PROBLEM »
Rescale the rows from the line with "form: [[295, 48]]." to the line with "[[476, 385]]", both ends included, and give only those lines again, requests and all. Multiply every point coordinate in the answers by 1.2 and round to whole numbers, with halves going up, but leave the numbers in the requests and their sample forms unchanged.

SOURCE MATERIAL »
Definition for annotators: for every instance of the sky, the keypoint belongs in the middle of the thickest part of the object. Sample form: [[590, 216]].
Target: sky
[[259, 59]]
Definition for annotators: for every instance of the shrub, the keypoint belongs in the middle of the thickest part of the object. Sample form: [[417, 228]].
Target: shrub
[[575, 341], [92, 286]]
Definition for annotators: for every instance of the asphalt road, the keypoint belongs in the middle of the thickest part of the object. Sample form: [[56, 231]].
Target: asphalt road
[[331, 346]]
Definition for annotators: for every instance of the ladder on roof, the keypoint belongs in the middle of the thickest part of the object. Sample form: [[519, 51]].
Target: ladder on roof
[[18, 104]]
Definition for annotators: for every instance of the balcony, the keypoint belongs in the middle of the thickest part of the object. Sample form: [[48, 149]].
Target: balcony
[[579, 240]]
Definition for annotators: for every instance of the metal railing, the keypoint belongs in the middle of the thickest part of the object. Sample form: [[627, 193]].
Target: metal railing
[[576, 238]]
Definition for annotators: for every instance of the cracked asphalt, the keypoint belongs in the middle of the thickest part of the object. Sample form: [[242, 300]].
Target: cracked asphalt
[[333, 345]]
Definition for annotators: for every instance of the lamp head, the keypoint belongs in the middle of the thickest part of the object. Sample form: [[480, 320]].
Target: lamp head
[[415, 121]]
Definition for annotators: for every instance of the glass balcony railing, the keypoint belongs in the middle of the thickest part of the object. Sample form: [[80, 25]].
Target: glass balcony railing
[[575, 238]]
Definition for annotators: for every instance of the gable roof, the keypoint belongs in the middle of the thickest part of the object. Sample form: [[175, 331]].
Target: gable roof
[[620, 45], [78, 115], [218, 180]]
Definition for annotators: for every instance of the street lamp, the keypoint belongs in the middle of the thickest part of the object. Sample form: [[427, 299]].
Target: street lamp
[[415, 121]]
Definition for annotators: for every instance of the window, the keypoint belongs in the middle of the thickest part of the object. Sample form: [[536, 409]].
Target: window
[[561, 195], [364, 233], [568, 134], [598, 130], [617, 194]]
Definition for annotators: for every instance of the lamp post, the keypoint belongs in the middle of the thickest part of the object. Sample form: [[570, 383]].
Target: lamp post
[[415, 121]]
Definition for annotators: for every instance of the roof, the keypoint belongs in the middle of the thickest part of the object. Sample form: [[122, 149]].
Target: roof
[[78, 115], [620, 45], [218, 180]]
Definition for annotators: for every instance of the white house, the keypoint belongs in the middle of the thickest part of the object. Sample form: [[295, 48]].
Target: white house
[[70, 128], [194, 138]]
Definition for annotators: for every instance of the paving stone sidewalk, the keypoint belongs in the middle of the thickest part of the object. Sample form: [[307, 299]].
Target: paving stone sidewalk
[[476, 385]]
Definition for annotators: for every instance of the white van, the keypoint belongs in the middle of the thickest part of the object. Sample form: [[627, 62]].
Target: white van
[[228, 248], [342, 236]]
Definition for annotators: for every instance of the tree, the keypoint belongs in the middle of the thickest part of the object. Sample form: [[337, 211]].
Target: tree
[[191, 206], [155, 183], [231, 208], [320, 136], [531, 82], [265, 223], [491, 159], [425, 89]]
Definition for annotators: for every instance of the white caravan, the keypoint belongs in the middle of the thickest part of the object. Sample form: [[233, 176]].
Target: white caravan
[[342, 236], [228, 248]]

COMPLETE ANSWER »
Definition for annotators: for every instance of the white house, the keypoint belongs in the middle of the thickest part of the object. Sample form: [[295, 48]].
Target: white house
[[84, 154], [233, 166]]
Definition for annotators: for every instance of the paving stone sidewalk, the keypoint belongs in the middle of the thickest part of the object. Sample form: [[307, 299]].
Target: paving stone sidewalk
[[571, 462]]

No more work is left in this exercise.